Copy out word for word the lines below, beginning at the line that has "Annotation guideline: for every instance of the framed" and stopping after the line that has "Target: roof overhang". Include both of those lines and nothing else.

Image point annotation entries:

----------------

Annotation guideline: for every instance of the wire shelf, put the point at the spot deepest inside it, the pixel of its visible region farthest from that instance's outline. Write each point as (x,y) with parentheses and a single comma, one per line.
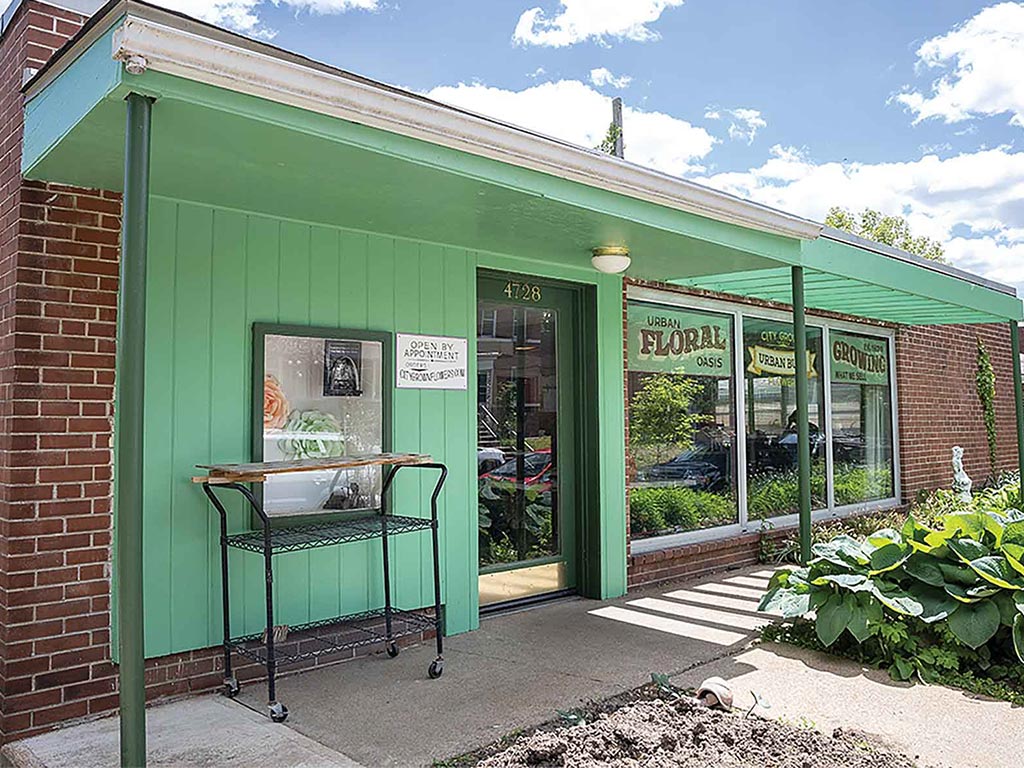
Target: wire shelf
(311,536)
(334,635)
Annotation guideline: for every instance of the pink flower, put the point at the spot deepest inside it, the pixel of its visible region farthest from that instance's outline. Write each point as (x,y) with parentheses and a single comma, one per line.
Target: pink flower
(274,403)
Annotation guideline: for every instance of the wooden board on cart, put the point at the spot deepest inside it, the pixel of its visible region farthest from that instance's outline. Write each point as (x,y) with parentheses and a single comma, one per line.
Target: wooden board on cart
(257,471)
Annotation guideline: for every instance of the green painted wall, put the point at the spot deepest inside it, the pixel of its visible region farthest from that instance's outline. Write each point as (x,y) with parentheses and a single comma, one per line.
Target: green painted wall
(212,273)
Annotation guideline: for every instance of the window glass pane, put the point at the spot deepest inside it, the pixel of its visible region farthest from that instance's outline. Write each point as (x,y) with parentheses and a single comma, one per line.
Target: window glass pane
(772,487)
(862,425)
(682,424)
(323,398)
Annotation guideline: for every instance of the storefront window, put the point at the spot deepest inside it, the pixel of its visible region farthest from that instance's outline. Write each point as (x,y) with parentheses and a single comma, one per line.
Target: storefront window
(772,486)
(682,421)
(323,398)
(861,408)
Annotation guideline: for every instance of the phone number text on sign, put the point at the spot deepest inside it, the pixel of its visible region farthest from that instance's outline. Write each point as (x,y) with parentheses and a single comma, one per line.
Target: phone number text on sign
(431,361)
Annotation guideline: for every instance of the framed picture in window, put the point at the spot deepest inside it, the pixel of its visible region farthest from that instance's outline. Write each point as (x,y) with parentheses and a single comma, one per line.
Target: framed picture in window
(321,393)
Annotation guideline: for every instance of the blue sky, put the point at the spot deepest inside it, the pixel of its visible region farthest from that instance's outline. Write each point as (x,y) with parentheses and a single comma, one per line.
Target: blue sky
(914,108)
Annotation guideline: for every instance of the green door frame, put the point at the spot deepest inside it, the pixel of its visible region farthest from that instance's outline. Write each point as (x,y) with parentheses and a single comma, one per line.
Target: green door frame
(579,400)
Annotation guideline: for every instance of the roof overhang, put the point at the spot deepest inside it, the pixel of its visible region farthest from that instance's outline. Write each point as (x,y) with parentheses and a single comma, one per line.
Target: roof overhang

----------------

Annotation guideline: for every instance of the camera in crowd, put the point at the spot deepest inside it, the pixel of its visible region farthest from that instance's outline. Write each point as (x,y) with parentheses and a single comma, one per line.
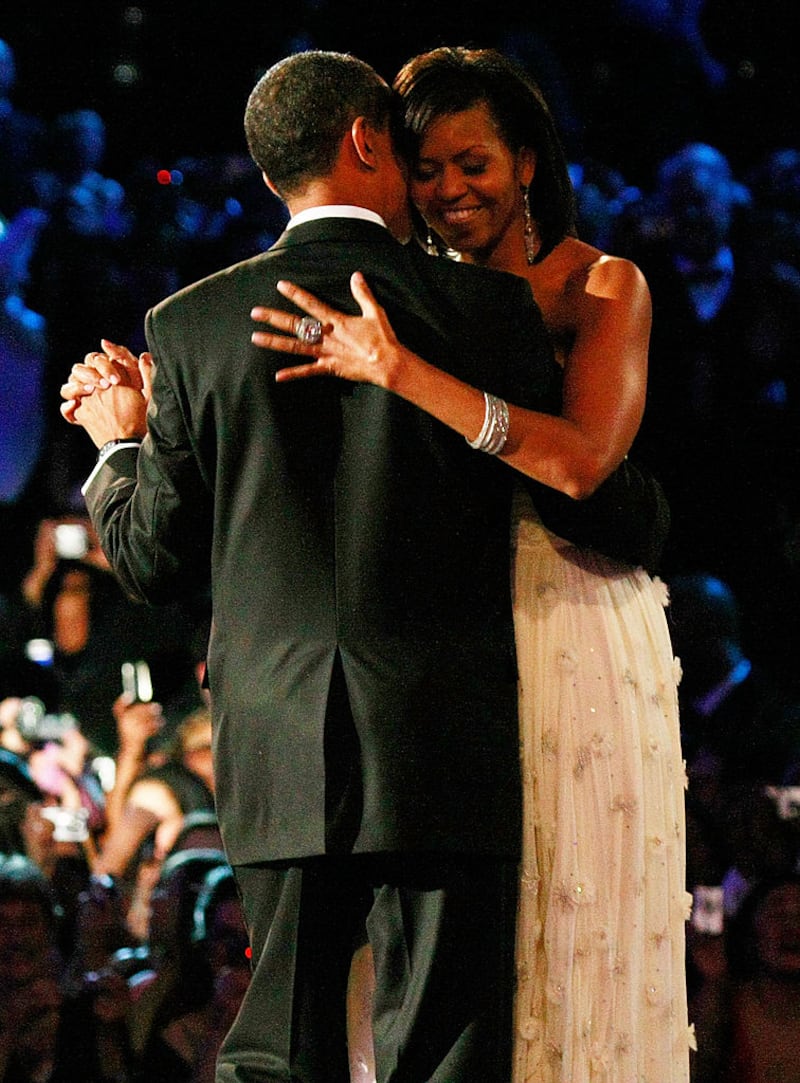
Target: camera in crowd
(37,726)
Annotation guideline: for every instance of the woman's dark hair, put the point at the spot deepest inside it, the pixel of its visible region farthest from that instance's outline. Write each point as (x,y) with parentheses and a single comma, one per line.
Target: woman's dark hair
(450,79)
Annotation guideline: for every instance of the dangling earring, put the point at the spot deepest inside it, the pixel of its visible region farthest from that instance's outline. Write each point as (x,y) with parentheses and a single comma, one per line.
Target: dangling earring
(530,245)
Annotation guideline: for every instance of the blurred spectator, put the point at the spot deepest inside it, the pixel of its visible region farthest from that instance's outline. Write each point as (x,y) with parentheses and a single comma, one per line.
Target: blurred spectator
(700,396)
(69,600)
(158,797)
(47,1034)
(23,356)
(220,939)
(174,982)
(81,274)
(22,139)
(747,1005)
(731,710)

----------------

SOLUTION →
Annotation guideline: for every instance of the framed picture in window, put the point at the spot deepest inside it, the pixel of its visible region farthest from that instance's outline. Write each point as (x,y) with parentheses and a single comma, one per line.
Target: framed picture in window
(321,393)
Annotation guideline: for every instance of the blue sky, put the point at the spot deepest inside it, the pixel of its visible region farthest from that instance's outline. Write each point as (x,y) with parentheses and a single comma, one per line.
Target: blue sky
(914,108)
Annotation guideline: for every instance of the green door frame, put the point at the spot deepest inside it, the pixel of its visible region farthest from that instance's outline. Write each point as (x,y) with parentheses and a single comma, one per line.
Target: green door frame
(579,400)
Annotation guideline: for every instance of the roof overhang, put the point at the spot deepest inside it, the pixel of its visible region farthest from that instance's outline. Write each point as (x,y) with parentheses and a single comma, one per line.
Target: roof overhang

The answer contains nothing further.